TASK OBJECTIVE |
Render the listing below, from the line containing "Task: check that each instance of the green leaf" through the line containing "639), (41, 337)]", as a JSON list of strings with one string per line, leaving out any blank lines.

EXTRACTED MATERIAL |
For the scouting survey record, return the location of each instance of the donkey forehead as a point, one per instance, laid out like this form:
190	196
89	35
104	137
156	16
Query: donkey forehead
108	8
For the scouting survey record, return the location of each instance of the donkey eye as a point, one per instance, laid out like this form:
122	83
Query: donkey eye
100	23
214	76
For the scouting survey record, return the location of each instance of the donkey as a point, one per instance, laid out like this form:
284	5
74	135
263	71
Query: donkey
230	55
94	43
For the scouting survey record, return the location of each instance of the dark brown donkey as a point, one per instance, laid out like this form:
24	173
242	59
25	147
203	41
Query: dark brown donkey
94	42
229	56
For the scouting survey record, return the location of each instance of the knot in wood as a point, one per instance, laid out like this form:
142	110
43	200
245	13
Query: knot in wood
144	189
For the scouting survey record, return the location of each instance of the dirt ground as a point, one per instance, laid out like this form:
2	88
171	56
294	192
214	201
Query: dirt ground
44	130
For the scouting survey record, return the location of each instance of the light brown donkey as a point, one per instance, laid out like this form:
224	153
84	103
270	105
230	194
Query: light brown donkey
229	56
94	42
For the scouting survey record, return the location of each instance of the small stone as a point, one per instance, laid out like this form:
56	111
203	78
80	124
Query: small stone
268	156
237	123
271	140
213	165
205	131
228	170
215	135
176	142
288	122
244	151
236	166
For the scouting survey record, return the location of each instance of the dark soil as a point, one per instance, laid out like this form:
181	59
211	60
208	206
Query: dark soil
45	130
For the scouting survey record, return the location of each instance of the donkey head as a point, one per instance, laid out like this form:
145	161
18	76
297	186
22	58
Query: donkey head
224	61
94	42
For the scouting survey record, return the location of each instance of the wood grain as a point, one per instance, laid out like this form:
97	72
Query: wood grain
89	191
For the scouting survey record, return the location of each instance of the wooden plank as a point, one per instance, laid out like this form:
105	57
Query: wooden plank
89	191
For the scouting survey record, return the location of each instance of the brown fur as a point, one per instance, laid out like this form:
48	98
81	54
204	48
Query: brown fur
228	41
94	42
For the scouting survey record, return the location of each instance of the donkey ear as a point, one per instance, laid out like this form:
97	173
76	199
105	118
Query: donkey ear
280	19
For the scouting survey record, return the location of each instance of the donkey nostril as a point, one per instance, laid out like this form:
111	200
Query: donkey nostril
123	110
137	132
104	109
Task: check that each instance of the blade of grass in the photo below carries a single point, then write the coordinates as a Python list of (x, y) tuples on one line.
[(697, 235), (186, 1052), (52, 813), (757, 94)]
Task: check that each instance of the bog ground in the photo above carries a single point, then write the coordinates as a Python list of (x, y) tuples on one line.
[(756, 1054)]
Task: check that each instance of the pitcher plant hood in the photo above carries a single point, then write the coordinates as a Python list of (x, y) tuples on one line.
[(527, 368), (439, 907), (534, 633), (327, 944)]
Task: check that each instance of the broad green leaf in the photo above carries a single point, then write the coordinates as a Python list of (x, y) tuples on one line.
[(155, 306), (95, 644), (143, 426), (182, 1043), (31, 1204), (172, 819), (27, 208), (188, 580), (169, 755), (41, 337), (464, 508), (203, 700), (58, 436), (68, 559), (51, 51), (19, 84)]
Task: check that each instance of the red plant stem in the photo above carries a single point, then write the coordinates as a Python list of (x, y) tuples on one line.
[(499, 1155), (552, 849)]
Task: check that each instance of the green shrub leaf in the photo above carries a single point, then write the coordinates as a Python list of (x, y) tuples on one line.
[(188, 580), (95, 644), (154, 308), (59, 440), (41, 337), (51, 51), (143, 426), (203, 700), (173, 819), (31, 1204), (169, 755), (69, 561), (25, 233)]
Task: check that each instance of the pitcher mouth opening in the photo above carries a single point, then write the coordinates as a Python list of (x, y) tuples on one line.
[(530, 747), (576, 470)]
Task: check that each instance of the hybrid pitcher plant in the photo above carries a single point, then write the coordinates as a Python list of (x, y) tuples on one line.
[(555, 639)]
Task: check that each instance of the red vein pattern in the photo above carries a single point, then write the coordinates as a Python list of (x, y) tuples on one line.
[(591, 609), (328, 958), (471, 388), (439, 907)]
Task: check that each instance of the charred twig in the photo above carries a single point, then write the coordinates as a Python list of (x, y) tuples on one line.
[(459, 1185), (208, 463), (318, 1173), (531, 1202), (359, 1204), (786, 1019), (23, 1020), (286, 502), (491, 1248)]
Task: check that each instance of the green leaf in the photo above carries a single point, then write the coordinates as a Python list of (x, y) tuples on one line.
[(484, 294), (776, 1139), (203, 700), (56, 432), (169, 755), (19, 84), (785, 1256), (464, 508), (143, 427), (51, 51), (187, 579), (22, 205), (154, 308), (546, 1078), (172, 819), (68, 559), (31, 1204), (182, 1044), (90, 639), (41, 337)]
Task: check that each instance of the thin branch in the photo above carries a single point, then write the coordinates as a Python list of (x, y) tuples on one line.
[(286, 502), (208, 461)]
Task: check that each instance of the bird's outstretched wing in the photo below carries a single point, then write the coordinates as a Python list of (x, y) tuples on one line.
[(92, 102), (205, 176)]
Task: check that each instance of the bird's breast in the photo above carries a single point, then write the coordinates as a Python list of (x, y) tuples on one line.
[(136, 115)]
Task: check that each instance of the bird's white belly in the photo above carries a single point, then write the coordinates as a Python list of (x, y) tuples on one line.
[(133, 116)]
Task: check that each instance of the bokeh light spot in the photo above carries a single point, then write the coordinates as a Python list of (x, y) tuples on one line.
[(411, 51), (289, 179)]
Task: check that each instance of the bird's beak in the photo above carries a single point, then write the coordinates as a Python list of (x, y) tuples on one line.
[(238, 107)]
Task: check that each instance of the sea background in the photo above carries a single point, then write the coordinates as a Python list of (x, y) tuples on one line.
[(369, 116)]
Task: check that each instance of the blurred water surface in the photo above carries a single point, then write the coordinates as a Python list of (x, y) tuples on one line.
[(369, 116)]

OUTPUT BELOW |
[
  "Task: check that each instance of the green leaf in the photo above carries a single point, then write the coordinates as a Python list of (x, y) tuples on one line.",
  "[(484, 294), (776, 1139), (203, 700), (56, 432), (169, 755), (19, 84), (785, 1256), (464, 508), (143, 427), (51, 51), (187, 579), (22, 205), (154, 308), (546, 1078), (172, 819), (68, 559), (31, 1204), (182, 1044), (90, 639), (41, 337)]"
]